(Excerpts from a dataset)
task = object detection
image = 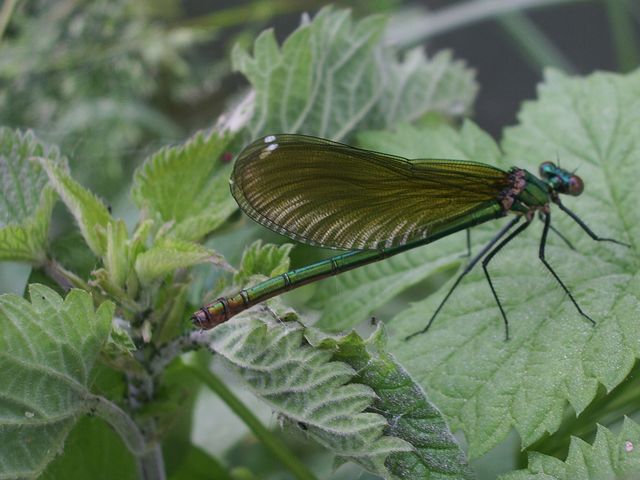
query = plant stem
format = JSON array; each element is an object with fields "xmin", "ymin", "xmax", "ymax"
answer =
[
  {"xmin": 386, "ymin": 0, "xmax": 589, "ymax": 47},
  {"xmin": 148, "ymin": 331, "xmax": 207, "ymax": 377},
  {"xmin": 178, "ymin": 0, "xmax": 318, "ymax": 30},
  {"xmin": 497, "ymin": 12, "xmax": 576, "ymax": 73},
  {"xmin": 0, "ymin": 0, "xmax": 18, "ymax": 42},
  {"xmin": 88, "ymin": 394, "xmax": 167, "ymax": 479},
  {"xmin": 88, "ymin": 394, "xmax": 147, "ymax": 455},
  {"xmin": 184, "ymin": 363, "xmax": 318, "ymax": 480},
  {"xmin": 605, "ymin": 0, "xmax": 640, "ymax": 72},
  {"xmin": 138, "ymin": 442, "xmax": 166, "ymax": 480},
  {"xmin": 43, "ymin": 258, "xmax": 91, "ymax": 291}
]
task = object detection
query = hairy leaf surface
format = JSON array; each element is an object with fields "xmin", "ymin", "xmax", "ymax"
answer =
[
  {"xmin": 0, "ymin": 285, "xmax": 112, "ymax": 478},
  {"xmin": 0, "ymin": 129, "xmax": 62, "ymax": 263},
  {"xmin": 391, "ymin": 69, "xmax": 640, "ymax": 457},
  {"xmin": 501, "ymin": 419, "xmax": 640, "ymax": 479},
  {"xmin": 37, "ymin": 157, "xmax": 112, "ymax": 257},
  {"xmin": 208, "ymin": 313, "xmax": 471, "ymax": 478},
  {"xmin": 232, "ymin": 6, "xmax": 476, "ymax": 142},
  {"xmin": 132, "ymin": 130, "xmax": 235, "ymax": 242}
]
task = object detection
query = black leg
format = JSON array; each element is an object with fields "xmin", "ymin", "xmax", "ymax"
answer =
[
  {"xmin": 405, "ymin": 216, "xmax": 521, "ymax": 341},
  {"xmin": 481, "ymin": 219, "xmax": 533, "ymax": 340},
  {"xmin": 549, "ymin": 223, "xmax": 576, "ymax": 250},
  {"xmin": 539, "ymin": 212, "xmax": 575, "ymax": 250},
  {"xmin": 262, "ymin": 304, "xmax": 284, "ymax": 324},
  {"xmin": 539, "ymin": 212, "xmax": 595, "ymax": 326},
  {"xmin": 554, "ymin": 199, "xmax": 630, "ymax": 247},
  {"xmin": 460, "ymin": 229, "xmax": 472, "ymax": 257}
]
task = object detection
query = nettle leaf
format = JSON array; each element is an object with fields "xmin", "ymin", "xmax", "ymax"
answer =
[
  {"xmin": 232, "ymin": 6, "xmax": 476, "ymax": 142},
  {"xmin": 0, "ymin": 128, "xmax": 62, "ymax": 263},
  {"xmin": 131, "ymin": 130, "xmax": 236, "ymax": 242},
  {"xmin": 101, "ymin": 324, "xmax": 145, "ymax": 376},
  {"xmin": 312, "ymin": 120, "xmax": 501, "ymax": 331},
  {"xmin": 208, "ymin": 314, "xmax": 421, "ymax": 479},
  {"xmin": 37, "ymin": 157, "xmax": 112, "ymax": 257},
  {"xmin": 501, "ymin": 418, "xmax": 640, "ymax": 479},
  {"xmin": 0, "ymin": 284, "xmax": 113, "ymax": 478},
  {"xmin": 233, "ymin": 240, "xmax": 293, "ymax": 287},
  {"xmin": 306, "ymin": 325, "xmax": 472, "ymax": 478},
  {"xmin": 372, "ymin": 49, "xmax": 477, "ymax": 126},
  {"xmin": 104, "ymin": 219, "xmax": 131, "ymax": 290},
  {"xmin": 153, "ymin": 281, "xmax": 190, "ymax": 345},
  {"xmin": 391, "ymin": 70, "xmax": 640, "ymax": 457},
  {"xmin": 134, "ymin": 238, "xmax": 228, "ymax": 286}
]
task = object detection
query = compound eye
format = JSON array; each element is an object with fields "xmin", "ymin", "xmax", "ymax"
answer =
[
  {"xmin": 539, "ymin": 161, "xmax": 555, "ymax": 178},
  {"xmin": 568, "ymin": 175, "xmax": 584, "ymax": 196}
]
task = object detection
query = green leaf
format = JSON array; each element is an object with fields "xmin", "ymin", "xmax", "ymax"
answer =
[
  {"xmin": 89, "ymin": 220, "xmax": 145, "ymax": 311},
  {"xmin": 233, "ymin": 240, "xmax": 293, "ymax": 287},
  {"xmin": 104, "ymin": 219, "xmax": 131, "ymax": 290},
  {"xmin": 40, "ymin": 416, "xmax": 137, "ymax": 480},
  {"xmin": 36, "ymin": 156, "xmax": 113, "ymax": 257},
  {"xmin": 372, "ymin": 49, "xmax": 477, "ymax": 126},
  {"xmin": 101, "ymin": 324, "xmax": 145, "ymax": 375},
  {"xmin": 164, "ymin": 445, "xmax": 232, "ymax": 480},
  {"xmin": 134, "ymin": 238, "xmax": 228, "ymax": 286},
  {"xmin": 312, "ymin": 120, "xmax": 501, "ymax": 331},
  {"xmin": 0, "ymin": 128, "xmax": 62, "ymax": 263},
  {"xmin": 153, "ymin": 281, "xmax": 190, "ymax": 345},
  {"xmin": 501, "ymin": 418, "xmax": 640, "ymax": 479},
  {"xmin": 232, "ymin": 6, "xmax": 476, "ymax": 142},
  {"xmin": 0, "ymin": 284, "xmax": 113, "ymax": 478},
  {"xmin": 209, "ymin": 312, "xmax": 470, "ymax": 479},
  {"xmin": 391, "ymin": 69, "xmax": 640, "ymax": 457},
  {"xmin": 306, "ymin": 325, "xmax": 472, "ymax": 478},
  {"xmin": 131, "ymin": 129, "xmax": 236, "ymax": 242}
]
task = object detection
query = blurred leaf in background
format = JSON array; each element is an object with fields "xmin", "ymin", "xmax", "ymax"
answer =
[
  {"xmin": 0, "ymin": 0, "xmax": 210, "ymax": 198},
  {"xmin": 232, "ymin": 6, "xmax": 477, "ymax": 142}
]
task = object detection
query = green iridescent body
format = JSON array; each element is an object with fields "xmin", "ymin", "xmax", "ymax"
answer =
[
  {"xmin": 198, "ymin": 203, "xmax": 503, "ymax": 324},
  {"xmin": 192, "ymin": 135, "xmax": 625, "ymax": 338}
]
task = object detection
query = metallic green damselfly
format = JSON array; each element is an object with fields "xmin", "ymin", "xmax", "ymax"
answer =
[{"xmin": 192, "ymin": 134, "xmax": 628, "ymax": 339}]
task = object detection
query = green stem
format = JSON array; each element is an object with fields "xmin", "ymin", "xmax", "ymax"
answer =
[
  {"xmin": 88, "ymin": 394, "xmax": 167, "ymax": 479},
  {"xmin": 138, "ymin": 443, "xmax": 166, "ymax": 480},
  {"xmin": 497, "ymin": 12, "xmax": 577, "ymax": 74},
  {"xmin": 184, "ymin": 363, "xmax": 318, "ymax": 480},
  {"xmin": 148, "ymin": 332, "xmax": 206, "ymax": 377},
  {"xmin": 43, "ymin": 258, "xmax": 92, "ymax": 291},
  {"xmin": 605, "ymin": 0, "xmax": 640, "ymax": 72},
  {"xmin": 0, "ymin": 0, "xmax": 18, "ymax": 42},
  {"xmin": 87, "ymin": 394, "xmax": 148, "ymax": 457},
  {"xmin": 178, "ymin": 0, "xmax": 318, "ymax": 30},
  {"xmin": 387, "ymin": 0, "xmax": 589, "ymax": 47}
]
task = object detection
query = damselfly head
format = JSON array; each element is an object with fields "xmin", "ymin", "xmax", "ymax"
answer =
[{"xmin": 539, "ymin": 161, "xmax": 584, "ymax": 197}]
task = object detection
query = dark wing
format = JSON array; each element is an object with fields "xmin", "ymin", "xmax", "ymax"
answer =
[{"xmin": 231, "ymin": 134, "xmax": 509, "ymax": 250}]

-- Your objective --
Above are the records; copy every line in them that holds the word "green".

-- Output for this exercise --
query = green leaf
query = green iridescent body
query = metallic green damselfly
query = green stem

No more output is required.